— Start The records —

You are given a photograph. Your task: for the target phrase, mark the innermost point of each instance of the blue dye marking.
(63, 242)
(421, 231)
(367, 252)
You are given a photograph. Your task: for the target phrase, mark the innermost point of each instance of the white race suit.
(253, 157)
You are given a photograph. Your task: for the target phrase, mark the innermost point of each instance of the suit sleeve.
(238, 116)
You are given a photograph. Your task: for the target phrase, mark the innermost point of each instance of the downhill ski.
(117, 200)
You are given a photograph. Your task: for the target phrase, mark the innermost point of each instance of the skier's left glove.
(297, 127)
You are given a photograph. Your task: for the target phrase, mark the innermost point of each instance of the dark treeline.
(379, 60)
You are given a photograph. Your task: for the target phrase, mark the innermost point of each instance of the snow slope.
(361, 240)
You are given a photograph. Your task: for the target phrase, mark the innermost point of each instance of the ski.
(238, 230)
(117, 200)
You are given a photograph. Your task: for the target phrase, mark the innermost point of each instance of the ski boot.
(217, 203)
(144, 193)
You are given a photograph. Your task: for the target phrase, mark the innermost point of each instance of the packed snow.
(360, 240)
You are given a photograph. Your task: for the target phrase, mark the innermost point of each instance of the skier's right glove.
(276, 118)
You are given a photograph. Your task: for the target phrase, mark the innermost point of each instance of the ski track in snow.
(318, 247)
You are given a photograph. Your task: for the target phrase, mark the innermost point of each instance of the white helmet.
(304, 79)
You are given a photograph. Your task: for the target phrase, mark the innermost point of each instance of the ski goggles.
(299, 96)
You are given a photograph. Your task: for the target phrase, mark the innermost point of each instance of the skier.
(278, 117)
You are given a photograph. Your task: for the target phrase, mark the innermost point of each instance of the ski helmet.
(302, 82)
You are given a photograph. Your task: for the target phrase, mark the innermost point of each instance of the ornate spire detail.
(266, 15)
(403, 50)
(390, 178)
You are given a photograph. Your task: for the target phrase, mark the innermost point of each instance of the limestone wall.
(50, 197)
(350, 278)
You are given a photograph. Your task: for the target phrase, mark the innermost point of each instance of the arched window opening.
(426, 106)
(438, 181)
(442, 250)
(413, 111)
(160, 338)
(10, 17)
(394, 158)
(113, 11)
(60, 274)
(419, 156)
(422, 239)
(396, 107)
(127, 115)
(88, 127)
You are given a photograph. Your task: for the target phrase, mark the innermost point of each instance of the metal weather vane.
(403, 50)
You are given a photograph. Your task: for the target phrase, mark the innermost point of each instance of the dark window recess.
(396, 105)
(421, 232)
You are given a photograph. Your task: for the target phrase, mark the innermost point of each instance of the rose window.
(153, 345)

— End The records —

◆ **What is needed**
Copy out all of the items above line by line, changing nothing.

◆ **Written answer**
You are given a photograph. Your task: for the target phrase, mark the innermost point of each instance of the blue dye marking.
(63, 242)
(421, 231)
(367, 252)
You are given a photograph. Your task: for the target phrase, mark the innermost point of each instance of the white race suit.
(253, 157)
You are given a photograph. Your task: for the target phrase, mark the innermost point of each instance of the suit sleeve.
(238, 116)
You are given a photograph. Your task: for the target phrase, mark the innermost point of each instance of the downhill ski.
(117, 200)
You are given a photograph. Your task: for the target phrase, mark the innermost point of each instance of the skier's left glove.
(297, 127)
You are given a photograph. Your task: for the target phrase, mark the innermost point of each instance of the dark treeline.
(379, 60)
You are given a photograph. Your task: for the target phrase, mark the innermost point of each instance of the snow slope.
(361, 240)
You are given a photograph. Your task: for the target phrase, mark the innermost point of each instance of the ski.
(238, 230)
(117, 200)
You are given a photograph. Your task: for the target phrase, mark the innermost point of each instance of the ski boot.
(217, 203)
(144, 193)
You are given a photograph. Your task: for the target phrase, mark the innermost point of each instance of the packed snow.
(360, 240)
You are given a photograph. Your task: for the target phrase, mark the innermost point of each instance of the skier's right glove.
(276, 118)
You are given a photograph. Your task: for the target phrase, mark the innermost point of each instance of the ski track in snow.
(318, 247)
You are given a photograph. Your task: for the target phrase, mark the innermost point of each instance of the white helmet.
(304, 79)
You are given a photograph. Your task: for the target phrase, mark the innermost point of each instance of the ski goggles.
(299, 96)
You are given a photograph. Your task: for the target phrase, mark the innermost point of each instance of the skier.
(278, 117)
You are given a photograph. Your task: for the target phrase, mark the innermost point of each instance of the ski helmet.
(302, 82)
You are given a photograph. Your task: for the target phrase, mark the innermost point of each instance of the ornate spire detail.
(266, 15)
(403, 50)
(390, 178)
You are given a photograph. Your task: for the target phrase, mark the innermost point of each instance of the limestone wall.
(50, 197)
(350, 278)
You are given a photograph. Your task: for the target phrase, mark the innermost point of each instance of the arched window opening.
(426, 106)
(438, 181)
(442, 250)
(413, 111)
(160, 338)
(10, 17)
(394, 158)
(113, 11)
(60, 274)
(419, 156)
(422, 239)
(396, 107)
(127, 115)
(88, 127)
You are given a photograph. Your task: for the target phrase, mark the innermost point of each instance of the metal weather vane.
(403, 50)
You are given a photograph. Your task: for the target phrase, mark the innermost point of each instance of the dark window recess.
(396, 105)
(421, 232)
You are given a photograph. Your task: for the target phrase, mark the innermost point of each instance of the rose window.
(153, 345)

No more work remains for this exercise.